= WHAT YOU ARE ASKED TO DO =
Copy out all of the material below line for line, changing nothing.

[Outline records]
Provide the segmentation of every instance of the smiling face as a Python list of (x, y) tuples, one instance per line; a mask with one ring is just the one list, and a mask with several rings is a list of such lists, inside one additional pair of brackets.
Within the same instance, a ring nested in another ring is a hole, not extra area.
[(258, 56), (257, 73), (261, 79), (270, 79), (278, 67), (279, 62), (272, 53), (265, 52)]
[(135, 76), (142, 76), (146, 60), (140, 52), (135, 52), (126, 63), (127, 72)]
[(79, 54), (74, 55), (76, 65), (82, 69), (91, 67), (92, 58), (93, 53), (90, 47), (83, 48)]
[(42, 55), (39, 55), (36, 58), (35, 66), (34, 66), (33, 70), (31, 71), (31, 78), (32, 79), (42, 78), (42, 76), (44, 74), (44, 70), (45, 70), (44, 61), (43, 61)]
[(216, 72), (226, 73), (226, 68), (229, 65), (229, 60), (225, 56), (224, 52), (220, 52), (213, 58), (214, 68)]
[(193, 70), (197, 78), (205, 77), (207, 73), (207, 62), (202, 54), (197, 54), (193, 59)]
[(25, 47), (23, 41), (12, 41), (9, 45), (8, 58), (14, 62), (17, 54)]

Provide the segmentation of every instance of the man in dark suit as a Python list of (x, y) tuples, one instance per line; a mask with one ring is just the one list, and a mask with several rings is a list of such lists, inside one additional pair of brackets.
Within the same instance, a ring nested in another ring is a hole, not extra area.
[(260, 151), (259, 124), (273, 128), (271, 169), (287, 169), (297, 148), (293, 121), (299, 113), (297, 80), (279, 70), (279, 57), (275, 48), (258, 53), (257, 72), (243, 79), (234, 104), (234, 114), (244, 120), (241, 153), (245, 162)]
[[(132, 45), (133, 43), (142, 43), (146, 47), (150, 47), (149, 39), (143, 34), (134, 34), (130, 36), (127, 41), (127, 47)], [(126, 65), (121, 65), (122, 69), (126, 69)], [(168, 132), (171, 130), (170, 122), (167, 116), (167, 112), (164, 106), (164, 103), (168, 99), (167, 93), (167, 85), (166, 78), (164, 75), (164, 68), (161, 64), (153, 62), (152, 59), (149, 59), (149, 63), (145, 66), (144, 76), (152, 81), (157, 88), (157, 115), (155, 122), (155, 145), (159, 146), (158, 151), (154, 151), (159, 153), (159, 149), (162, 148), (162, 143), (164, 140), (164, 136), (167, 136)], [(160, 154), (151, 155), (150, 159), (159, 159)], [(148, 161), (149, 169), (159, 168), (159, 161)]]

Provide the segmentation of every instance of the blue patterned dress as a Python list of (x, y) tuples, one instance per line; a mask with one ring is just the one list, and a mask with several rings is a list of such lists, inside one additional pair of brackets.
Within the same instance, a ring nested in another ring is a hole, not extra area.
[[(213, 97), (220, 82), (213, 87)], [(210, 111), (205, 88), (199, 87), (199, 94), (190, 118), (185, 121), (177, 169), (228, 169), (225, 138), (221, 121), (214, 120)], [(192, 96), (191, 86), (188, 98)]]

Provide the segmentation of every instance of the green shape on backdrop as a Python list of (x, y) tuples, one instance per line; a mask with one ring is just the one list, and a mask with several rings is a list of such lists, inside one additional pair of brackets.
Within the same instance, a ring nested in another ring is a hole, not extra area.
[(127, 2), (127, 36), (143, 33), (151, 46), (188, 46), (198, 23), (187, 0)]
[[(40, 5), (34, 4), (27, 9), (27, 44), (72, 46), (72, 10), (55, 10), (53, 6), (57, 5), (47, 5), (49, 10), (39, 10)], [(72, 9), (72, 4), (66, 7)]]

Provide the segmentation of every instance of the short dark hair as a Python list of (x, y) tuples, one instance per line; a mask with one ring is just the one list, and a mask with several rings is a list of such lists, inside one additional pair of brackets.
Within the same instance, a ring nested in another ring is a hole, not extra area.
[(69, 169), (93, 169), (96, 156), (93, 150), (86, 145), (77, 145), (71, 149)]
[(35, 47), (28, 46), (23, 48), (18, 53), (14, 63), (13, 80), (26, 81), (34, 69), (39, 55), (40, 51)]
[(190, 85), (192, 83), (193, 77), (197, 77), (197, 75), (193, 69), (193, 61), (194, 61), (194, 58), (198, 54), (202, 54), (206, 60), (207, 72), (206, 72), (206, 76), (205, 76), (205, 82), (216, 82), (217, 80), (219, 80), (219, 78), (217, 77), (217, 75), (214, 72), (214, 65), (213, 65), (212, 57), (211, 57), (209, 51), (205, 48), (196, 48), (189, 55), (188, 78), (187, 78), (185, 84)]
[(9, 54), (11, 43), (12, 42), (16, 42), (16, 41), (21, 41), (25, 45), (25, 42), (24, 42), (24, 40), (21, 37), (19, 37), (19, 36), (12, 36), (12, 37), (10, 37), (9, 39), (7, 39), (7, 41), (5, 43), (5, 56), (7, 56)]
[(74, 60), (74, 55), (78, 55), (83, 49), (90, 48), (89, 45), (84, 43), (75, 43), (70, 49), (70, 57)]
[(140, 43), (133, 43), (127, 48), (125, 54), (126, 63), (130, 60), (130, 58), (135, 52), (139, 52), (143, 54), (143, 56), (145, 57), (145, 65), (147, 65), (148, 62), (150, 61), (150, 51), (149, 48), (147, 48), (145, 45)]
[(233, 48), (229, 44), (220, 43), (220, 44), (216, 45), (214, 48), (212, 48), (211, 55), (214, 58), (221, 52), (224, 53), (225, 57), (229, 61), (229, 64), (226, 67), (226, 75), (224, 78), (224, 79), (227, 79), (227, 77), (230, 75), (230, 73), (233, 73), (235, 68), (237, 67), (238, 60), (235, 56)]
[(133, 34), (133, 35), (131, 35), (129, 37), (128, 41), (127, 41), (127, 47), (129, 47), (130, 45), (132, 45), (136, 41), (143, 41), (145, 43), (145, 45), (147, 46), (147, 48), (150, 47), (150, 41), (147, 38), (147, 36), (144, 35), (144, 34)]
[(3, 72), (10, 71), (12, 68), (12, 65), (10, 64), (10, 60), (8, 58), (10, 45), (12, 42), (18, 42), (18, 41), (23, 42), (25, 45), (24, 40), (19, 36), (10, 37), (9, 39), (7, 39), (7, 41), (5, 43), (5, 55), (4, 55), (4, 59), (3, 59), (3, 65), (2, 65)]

= CORRECT RESULT =
Provide the segmentation of every instance of the smiling face as a Python list of (x, y) tuples, one instance per line; a mask with one ring is just the one list, and a mask with several rings is a list of such lists, inside one additional pair of brackets.
Within the same instance, a ring nested in another ring is a hole, not extra area.
[(258, 56), (257, 73), (261, 79), (270, 79), (278, 67), (279, 62), (272, 53), (265, 52)]
[(135, 76), (142, 76), (146, 60), (140, 52), (135, 52), (126, 63), (127, 72)]
[(79, 54), (74, 55), (76, 65), (82, 69), (91, 67), (92, 58), (93, 53), (90, 47), (83, 48)]
[(42, 55), (39, 55), (36, 58), (35, 66), (34, 66), (33, 70), (31, 71), (31, 78), (32, 79), (42, 78), (42, 76), (44, 74), (44, 70), (45, 70), (44, 61), (43, 61)]
[(216, 72), (226, 73), (226, 68), (229, 65), (229, 60), (225, 56), (224, 52), (220, 52), (213, 58), (214, 68)]
[(193, 70), (197, 78), (205, 77), (207, 73), (207, 62), (202, 54), (197, 54), (193, 59)]
[(25, 47), (23, 41), (12, 41), (9, 45), (8, 58), (14, 62), (17, 54)]

Provide the segmentation of every instance of the man in dark suit as a Python list of (x, y) tuples, one instance per line; a mask with one ring is just the one list, and a mask with several rings is a list of such lists, inside one additional pair of brackets.
Within the same instance, a ring nested in another ring is a hole, not extra area.
[(260, 151), (259, 124), (273, 128), (271, 169), (287, 169), (297, 148), (293, 121), (299, 113), (297, 80), (279, 70), (279, 57), (275, 48), (258, 53), (257, 72), (243, 79), (234, 104), (234, 114), (244, 120), (241, 153), (245, 162)]
[[(132, 45), (133, 43), (142, 43), (146, 47), (150, 47), (149, 39), (143, 34), (134, 34), (130, 36), (127, 41), (127, 47)], [(126, 65), (121, 65), (122, 69), (126, 69)], [(168, 132), (171, 130), (170, 122), (167, 116), (167, 112), (164, 106), (164, 103), (168, 99), (167, 93), (167, 85), (166, 78), (164, 75), (164, 68), (161, 64), (153, 62), (152, 59), (149, 59), (149, 63), (145, 66), (144, 76), (152, 81), (157, 88), (157, 115), (155, 122), (155, 145), (159, 146), (158, 151), (154, 151), (159, 153), (159, 149), (162, 148), (162, 143), (164, 140), (164, 136), (167, 136)], [(160, 154), (151, 155), (150, 159), (159, 159)], [(148, 161), (149, 169), (159, 168), (159, 161)]]

Provide the segmentation of every instance of the blue patterned dress as a Python list of (x, y) tuples, one instance per line; a mask with one ring is just the one list, and a mask with several rings is a list of such lists, inside one additional pair of brackets.
Within the same instance, a ring nested in another ring is a hole, not extra area.
[[(213, 97), (220, 82), (213, 87)], [(210, 111), (205, 88), (199, 87), (199, 94), (190, 118), (185, 121), (177, 169), (228, 169), (225, 138), (221, 121), (214, 120)], [(192, 96), (191, 86), (188, 98)]]

Provide the segmentation of every instance of the green shape on backdrop as a Python list of (x, y) tuples, one instance per line; a mask with one ring is just the one list, and a mask with several rings is a list of such lists, inside one additional pair of brackets.
Within the same instance, a ring nested in another ring is a hole, not extra area.
[(127, 2), (127, 36), (143, 33), (151, 46), (188, 46), (198, 23), (187, 0)]
[[(40, 5), (34, 4), (27, 9), (27, 44), (72, 46), (72, 10), (55, 10), (53, 6), (57, 5), (47, 5), (49, 10), (39, 10)], [(72, 9), (72, 4), (66, 7)]]

Provide the segmentation of every instance of the short dark hair as a Python list of (x, y) tuples, one instance per line; a mask with one ring is just the one list, and a mask with several rings is a list of such lists, inside one additional pair of brackets.
Within the same instance, a ring nested in another ring is a hole, not extra area.
[(69, 169), (93, 169), (96, 156), (93, 150), (86, 145), (77, 145), (71, 149)]
[(35, 47), (28, 46), (23, 48), (18, 53), (14, 63), (13, 80), (26, 81), (34, 69), (39, 55), (40, 51)]
[(190, 85), (192, 83), (193, 77), (197, 77), (197, 75), (193, 69), (193, 61), (194, 61), (194, 58), (198, 54), (202, 54), (206, 60), (207, 72), (206, 72), (206, 76), (205, 76), (205, 82), (216, 82), (217, 80), (219, 80), (219, 78), (217, 77), (217, 75), (214, 72), (214, 65), (213, 65), (212, 57), (211, 57), (209, 51), (205, 48), (196, 48), (189, 55), (188, 78), (187, 78), (185, 84)]
[(9, 54), (11, 43), (12, 42), (16, 42), (16, 41), (21, 41), (25, 45), (25, 42), (24, 42), (24, 40), (21, 37), (19, 37), (19, 36), (12, 36), (12, 37), (10, 37), (9, 39), (7, 39), (7, 41), (5, 43), (5, 56), (7, 56)]
[(74, 60), (74, 55), (78, 55), (83, 49), (90, 48), (89, 45), (84, 43), (75, 43), (70, 49), (70, 57)]
[(140, 43), (133, 43), (127, 48), (125, 54), (126, 63), (130, 60), (130, 58), (135, 52), (139, 52), (143, 54), (143, 56), (145, 57), (145, 65), (147, 65), (148, 62), (150, 61), (150, 51), (149, 48), (147, 48), (145, 45)]
[(233, 48), (229, 44), (220, 43), (220, 44), (216, 45), (214, 48), (212, 48), (211, 55), (214, 58), (221, 52), (224, 53), (225, 57), (229, 61), (229, 64), (226, 67), (226, 75), (224, 78), (224, 79), (227, 79), (227, 77), (230, 75), (230, 73), (233, 73), (235, 68), (237, 67), (238, 60), (235, 56)]
[(133, 34), (133, 35), (131, 35), (129, 37), (128, 41), (127, 41), (127, 47), (129, 47), (130, 45), (132, 45), (136, 41), (143, 41), (145, 43), (145, 45), (147, 46), (147, 48), (150, 47), (150, 41), (147, 38), (147, 36), (144, 35), (144, 34)]
[(3, 72), (10, 71), (12, 68), (12, 65), (10, 64), (10, 60), (8, 58), (10, 45), (12, 42), (18, 42), (18, 41), (23, 42), (25, 45), (24, 40), (19, 36), (10, 37), (9, 39), (7, 39), (7, 41), (5, 43), (5, 55), (4, 55), (4, 59), (3, 59), (3, 65), (2, 65)]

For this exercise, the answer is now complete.